§ **Passage provided**:

The signal to noise ratio is therefore NQPT / root [ N (QPT + RR)].

We will now examine some important and interesting limiting cases.

The first limiting case is for God's Own Camera, where Q = 1, and R = 0. This does not yet exist. The signal to noise ratio is snr = NPT / root [ NPT] = root(NPT). Since P is a constant set by the Almighty, the signal to noise ratio is proportional to root(NT). With the perfect camera, we can choose to do one ten-hour sub, or ten one-hour subs, and get the same result.

The second is an arbitrarily bright source. Think lunar photography. In the limit as P goes to infinity, QPT + RR approximates QPT as closely as we like. The signal to noise ratio becomes root(NQPT). Since Q is set by the manufacturer and P by the choice of target, the signal to noise ratio is proportional to root(NT). Thus again we can choose to do 1 ten second sub, or ten 1 second subs, and the snr will be the same.


The real world of very faint targets

Our third limiting case is the big one. We will imagine an incredibly faint source, where P (the number of photons per second arriving at a given pixel) is as small as we choose. Recall that the signal to noise ratio is NQPT / root [ N (QPT + RR)]. As we choose ever fainter sources, QPT becomes tiny compared with RR, and in the limit, the signal to noise ratio becomes

snr = NQPT / root [NRR] = QPT root(N) / R.

What does this mean?

(1) Traditional CCD chips have a quantum efficiency around 0.3 to 0.7. Even a perfect chip cannot have Q > 1, so if it takes tens of hours to photograph the outer chevrons of the helix using particular scope with a Q of 0.5, no camera in creation can do it in less than half that time. The advantage of a CMOS chip has little to do with efficiency or sensitivity.

(2) The big advantage of a CMOS chip is the greatly reduced read noise. If, all else being equal, we can reduce the read noise R by a factor of ten, then on a sufficiently faint object, we will improve the signal to noise ratio by a factor of ten. That is astonishing and is a good reason for hoping that Santa will produce a 4000x4000 chip with 100Ke quantum wells.

(3) All else being equal, then for the very faintest targets, the snr is proportional to exposure time T, but proportional only to the square root of the number of subs N. That means that for very faint targets, it will be hugely better to do ten 3600 second subs than 36,000 one-second subs. It will be better by a ratio of 3600 root(10) to 1 root(36000), or a ratio of six to one. Long subs rule.

The caveats are "very faint targets" and "all else being equal". Thus if your mount can't do a 1-hour sub, or there are intermittent clouds about, or aeroplanes, or wind buffet, or your quantum wells are too small, or you are overwhelmed by sky glow, or you only want to photograph the moon, shorter subs make sense. If you don't have those limitations, longer subs make sense.

(4) Test your new CMOS camera on very faint targets. Under super-bright conditions, the read noise is, as already discussed, almost irrelevant. It is not so informative to be doing your first test shots on easy targets like M42 or the Lagoon, unless that is all you are ever going to photograph. Have a crack at the outer chevrons of the Helix, or a crack at the faint OIII super-bubble in NGC 602.

§ **Task objective**:
In the passage on signal to noise ratio, why should a new CMOS camera be tested on very faint targets rather than bright ones? Respond in one to three sentences. Rely solely on the passage on signal to noise ratio above when responding.

[Data items]
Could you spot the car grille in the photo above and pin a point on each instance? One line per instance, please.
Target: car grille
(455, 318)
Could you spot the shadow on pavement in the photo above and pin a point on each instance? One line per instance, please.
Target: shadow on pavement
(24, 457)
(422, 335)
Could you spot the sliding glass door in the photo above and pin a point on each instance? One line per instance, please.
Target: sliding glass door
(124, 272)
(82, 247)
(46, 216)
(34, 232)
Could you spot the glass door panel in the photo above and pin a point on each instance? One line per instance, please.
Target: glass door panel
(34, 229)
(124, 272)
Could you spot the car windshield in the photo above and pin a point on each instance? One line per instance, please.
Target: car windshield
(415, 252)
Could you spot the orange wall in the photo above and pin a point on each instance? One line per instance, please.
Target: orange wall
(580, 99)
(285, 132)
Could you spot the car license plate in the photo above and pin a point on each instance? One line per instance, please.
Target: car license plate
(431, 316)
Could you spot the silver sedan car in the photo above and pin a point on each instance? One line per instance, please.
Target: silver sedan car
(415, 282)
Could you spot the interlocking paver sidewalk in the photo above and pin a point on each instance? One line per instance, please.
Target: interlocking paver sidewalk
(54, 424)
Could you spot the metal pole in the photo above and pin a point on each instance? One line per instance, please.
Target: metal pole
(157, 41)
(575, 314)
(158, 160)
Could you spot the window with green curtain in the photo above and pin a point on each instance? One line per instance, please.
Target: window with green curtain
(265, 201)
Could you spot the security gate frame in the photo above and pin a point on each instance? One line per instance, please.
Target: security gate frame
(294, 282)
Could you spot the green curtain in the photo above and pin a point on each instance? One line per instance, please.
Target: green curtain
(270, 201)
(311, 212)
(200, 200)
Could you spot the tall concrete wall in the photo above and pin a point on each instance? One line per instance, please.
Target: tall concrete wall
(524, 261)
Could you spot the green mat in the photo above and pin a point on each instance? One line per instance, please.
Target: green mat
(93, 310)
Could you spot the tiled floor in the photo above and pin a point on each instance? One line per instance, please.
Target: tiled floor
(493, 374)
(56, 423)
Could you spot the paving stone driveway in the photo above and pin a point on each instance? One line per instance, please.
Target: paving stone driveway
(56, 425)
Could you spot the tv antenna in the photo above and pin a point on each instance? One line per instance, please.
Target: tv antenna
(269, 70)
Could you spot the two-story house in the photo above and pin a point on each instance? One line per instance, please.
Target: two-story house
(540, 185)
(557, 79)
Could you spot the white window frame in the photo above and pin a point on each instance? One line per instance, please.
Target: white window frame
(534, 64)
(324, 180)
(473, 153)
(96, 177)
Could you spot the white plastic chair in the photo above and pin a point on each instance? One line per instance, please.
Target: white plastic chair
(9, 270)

§ **Answer to this exercise**:
The main advantage of a CMOS chip is its greatly reduced read noise. That advantage matters on very faint targets, where the signal to noise ratio becomes QPT root(N) / R and so improves in direct proportion as R is reduced. Under super-bright conditions, QPT + RR approximates QPT and the read noise is almost irrelevant, so test shots on easy targets such as M42 or the Lagoon are not very informative.